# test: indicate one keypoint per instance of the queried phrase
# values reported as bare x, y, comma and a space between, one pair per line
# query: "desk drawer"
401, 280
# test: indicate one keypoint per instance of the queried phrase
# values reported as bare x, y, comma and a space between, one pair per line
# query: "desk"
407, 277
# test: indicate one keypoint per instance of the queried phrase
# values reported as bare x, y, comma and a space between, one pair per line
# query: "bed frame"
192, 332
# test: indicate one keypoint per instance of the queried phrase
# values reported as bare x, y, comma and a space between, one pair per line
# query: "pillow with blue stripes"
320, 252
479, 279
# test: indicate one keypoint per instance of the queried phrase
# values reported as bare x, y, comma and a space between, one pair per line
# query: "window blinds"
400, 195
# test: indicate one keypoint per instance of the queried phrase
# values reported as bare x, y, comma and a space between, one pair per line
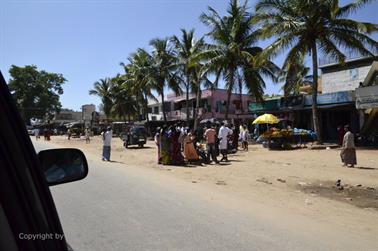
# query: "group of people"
46, 134
348, 149
178, 144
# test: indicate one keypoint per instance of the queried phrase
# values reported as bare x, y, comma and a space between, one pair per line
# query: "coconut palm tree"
187, 49
136, 78
124, 102
101, 89
163, 71
234, 53
307, 27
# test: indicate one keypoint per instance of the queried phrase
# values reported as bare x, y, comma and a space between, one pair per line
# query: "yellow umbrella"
266, 119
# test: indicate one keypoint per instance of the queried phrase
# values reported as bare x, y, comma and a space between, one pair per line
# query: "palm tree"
187, 50
234, 54
101, 89
163, 71
136, 78
308, 26
125, 104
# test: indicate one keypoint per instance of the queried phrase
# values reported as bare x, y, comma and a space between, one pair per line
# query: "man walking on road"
348, 152
224, 131
106, 140
210, 135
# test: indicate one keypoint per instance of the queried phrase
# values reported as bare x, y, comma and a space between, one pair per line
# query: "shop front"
336, 109
367, 104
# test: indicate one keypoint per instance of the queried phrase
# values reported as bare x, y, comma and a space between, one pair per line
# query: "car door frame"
25, 198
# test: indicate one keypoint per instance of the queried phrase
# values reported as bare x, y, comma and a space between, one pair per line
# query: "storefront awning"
367, 97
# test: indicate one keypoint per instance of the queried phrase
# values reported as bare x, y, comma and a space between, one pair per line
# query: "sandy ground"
297, 181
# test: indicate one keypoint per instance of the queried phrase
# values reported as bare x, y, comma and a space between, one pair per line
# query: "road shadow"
137, 147
113, 161
366, 168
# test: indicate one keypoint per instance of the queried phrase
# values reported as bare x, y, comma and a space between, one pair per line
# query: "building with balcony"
66, 116
212, 105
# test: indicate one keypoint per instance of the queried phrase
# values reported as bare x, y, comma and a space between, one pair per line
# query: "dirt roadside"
300, 181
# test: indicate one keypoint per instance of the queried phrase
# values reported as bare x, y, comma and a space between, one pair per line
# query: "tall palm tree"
136, 78
305, 27
187, 50
101, 89
234, 53
163, 71
124, 102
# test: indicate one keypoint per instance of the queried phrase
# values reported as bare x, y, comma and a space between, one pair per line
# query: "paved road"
118, 207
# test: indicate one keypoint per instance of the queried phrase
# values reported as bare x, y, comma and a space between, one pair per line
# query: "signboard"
268, 105
332, 98
367, 97
291, 102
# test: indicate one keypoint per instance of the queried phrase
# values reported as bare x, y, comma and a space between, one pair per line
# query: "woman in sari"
165, 157
176, 156
190, 153
157, 142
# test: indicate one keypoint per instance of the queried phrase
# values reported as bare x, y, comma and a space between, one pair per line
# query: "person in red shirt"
210, 135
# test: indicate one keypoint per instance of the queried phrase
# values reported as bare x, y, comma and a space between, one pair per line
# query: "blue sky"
86, 40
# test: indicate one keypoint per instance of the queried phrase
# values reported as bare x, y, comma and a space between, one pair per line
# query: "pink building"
212, 105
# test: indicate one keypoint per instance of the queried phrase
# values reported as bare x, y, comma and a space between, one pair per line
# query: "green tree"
35, 92
124, 102
102, 89
305, 27
234, 54
163, 71
136, 78
187, 49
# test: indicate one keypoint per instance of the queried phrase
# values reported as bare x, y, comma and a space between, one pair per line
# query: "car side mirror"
63, 165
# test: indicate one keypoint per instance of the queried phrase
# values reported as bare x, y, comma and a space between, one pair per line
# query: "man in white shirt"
223, 134
106, 140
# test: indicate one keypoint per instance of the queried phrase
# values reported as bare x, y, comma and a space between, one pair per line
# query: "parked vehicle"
27, 207
137, 135
30, 130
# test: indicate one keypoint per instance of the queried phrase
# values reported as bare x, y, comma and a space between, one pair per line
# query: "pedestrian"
348, 152
45, 134
157, 142
190, 153
36, 134
165, 146
182, 136
223, 134
341, 133
244, 138
210, 136
87, 135
241, 135
235, 137
173, 137
48, 134
106, 140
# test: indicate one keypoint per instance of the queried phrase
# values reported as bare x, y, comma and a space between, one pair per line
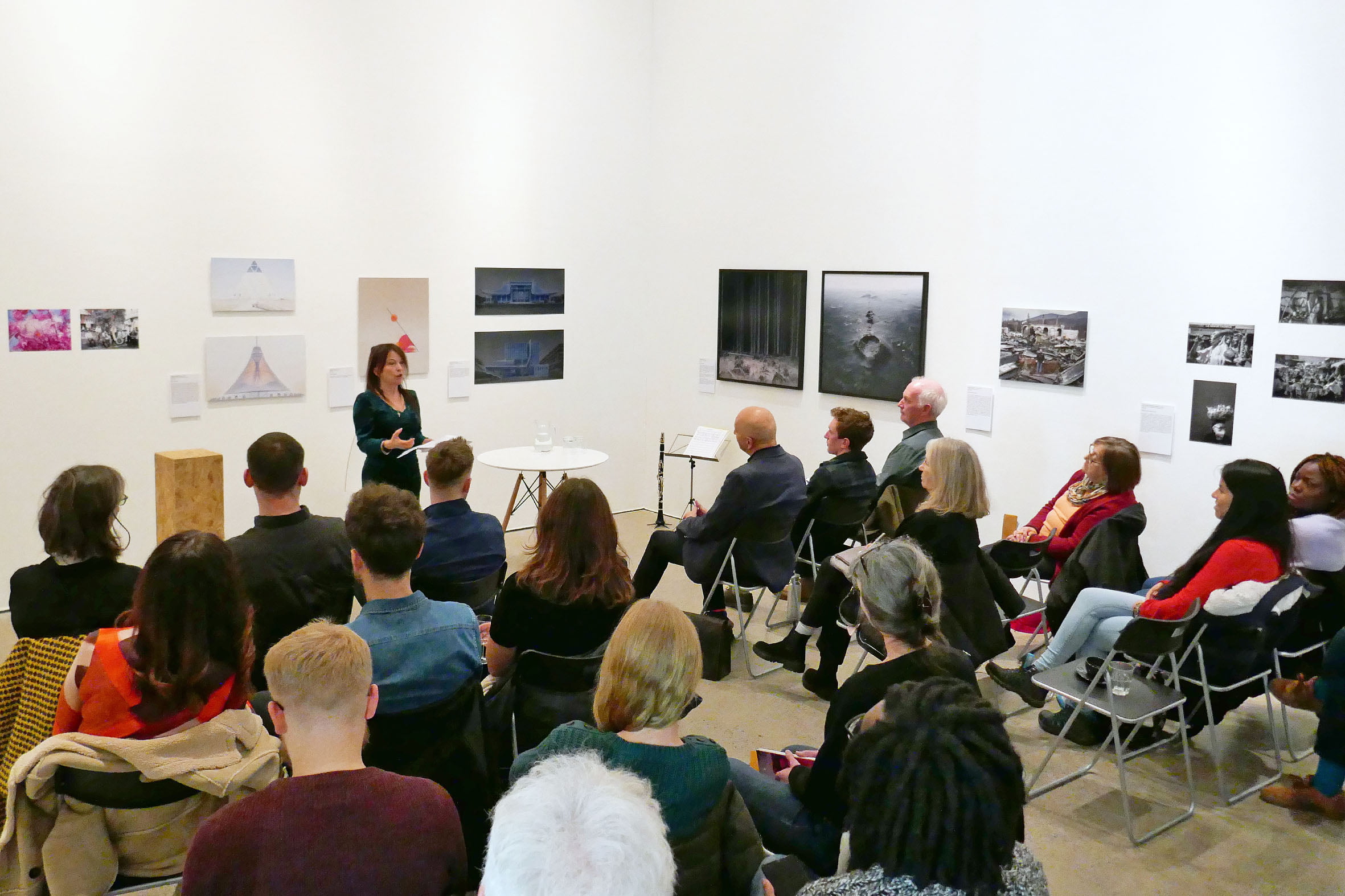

# # # # #

** What you will do **
Return every line of the entries that contains the string "blue", treating case as significant.

** Result for this exercise **
# query: "pillow with blue stripes"
# query: "blue sky"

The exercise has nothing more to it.